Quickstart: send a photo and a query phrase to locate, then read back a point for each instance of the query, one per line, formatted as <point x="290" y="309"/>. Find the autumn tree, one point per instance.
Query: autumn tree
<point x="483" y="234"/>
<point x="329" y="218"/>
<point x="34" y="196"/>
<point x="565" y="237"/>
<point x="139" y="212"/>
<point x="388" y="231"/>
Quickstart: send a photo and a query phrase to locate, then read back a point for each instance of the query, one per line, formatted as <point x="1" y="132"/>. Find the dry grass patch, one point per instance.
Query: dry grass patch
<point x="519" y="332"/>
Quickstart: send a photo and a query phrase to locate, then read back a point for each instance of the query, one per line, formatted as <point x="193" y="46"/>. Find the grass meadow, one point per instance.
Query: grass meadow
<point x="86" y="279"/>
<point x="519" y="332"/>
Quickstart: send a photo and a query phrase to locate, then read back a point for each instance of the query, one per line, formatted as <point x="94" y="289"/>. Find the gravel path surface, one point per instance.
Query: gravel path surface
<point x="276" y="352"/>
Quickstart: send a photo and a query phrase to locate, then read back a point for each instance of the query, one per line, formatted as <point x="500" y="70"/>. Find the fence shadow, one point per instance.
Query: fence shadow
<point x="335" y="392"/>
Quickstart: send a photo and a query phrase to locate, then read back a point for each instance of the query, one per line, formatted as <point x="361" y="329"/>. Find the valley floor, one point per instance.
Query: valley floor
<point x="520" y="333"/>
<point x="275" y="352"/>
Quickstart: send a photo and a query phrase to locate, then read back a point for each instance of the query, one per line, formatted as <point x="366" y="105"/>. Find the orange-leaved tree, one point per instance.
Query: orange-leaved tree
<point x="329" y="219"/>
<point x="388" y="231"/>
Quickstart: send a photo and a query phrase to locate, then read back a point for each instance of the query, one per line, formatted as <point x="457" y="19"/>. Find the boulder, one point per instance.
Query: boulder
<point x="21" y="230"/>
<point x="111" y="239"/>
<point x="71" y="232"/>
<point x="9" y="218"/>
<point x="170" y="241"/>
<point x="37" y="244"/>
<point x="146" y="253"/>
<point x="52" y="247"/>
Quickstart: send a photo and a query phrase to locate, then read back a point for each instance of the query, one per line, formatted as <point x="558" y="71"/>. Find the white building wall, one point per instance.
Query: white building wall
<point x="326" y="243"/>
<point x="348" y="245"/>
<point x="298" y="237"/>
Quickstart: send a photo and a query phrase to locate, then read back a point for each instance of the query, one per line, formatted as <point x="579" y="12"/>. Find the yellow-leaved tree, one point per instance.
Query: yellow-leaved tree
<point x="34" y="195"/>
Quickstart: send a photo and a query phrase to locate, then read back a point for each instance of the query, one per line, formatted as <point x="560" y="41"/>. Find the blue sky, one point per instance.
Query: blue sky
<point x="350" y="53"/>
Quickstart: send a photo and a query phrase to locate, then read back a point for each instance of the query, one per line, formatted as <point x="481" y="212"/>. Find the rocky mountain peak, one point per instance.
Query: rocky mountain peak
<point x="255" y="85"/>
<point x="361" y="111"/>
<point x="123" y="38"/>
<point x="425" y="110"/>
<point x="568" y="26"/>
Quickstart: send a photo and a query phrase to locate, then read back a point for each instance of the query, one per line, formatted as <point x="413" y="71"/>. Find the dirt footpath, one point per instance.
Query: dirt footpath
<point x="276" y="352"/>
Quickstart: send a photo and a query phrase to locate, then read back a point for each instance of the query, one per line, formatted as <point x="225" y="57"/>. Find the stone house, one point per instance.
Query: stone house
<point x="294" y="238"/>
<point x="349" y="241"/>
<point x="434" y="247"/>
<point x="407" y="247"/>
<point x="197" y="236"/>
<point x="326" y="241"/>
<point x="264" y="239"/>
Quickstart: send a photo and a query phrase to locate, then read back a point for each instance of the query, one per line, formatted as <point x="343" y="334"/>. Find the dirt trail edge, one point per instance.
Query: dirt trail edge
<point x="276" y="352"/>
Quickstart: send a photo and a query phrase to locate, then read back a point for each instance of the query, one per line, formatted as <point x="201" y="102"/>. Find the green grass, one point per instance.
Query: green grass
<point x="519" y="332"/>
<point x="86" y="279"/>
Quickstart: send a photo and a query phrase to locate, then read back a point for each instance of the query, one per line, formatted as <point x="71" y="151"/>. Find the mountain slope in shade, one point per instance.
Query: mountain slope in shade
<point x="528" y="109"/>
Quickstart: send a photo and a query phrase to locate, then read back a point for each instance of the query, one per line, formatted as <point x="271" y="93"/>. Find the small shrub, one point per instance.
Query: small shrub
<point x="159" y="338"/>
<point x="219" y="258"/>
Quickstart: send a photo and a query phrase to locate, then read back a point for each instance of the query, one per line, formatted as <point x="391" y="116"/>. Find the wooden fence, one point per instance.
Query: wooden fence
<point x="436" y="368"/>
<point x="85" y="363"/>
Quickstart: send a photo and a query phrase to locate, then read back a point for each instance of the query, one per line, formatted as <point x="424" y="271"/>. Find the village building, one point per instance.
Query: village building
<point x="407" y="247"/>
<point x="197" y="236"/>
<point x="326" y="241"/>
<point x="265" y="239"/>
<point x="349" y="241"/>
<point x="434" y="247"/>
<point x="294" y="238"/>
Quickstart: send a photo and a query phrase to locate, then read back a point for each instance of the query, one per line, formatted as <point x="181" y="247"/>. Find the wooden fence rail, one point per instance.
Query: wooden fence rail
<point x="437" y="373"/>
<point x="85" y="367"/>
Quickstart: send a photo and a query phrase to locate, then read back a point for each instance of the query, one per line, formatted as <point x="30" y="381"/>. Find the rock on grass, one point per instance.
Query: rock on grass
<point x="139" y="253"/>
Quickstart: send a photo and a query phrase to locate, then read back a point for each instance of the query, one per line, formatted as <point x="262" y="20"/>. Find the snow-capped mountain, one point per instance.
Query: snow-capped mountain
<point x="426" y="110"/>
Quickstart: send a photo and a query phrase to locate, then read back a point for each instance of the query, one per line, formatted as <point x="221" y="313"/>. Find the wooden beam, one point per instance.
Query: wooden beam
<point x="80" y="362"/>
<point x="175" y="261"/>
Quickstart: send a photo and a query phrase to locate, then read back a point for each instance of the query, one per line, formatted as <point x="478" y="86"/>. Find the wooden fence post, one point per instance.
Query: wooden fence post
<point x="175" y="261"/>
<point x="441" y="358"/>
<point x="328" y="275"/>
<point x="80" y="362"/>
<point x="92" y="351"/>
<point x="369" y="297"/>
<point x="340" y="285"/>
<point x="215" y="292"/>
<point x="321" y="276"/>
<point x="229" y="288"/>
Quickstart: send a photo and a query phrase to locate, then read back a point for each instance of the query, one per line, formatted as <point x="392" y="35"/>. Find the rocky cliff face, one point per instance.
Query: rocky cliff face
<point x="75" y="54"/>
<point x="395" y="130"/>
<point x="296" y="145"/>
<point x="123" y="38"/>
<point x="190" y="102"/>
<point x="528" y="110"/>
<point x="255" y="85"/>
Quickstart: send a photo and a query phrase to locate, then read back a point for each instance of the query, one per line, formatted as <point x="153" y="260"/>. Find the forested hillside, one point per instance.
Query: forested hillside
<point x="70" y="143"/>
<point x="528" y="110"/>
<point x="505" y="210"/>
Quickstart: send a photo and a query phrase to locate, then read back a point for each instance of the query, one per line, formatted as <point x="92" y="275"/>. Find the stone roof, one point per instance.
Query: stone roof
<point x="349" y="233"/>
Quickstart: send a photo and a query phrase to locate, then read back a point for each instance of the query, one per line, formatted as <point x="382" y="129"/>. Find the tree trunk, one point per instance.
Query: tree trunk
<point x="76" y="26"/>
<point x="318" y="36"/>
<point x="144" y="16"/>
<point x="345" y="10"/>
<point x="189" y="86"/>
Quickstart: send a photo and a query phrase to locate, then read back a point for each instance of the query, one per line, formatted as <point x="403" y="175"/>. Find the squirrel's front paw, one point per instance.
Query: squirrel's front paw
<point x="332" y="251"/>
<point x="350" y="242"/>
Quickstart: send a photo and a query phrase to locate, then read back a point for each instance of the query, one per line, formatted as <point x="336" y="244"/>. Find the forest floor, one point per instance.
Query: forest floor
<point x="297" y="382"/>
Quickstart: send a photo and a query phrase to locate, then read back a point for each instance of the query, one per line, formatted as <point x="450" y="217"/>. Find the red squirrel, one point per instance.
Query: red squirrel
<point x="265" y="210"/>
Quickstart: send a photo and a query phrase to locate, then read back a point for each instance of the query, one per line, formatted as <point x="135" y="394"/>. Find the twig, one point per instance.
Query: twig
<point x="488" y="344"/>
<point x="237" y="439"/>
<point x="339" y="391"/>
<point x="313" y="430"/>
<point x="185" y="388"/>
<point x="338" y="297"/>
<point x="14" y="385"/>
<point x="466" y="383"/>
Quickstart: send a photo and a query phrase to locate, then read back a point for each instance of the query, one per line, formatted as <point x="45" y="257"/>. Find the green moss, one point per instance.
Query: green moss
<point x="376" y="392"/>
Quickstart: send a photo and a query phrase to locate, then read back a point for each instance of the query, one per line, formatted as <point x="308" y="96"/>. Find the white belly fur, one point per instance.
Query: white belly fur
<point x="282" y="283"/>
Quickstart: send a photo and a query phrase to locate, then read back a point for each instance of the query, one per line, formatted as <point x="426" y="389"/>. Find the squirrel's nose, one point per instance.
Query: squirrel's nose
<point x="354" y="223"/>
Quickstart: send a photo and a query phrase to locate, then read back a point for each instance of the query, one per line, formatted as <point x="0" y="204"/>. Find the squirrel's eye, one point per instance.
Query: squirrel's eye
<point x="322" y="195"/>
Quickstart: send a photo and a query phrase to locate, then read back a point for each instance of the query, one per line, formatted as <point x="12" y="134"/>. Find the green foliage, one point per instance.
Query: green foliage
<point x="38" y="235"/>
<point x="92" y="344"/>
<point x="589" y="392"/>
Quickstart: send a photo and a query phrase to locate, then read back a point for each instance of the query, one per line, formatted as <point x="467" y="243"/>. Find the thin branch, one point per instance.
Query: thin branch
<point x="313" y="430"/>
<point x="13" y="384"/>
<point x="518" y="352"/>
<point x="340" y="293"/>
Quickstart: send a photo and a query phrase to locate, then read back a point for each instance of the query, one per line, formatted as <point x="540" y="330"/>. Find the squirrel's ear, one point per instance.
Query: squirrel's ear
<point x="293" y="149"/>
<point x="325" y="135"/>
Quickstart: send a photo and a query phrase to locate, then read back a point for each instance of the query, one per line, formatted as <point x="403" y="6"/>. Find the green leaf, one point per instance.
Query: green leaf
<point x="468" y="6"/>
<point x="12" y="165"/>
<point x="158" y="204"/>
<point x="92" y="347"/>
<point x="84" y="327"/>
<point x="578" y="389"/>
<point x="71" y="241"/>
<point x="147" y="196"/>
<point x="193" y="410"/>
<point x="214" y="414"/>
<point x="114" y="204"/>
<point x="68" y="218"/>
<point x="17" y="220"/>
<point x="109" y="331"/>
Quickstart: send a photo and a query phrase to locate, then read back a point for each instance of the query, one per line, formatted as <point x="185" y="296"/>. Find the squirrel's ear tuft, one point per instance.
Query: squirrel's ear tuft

+===+

### Instructions for the task:
Lay out the records from the line containing "tuft, one point per instance." through the last line as a Markdown table with the columns Row and Line, numbering each line and skipping any blank ones.

### Exercise answer:
| Row | Line |
|---|---|
| 1 | Quickstart: send a photo and a query phrase to locate, then read back a point for each instance of the query, one per line, formatted as <point x="185" y="296"/>. Find the squirrel's ear tuft, one point per instance. |
| 2 | Query: squirrel's ear tuft |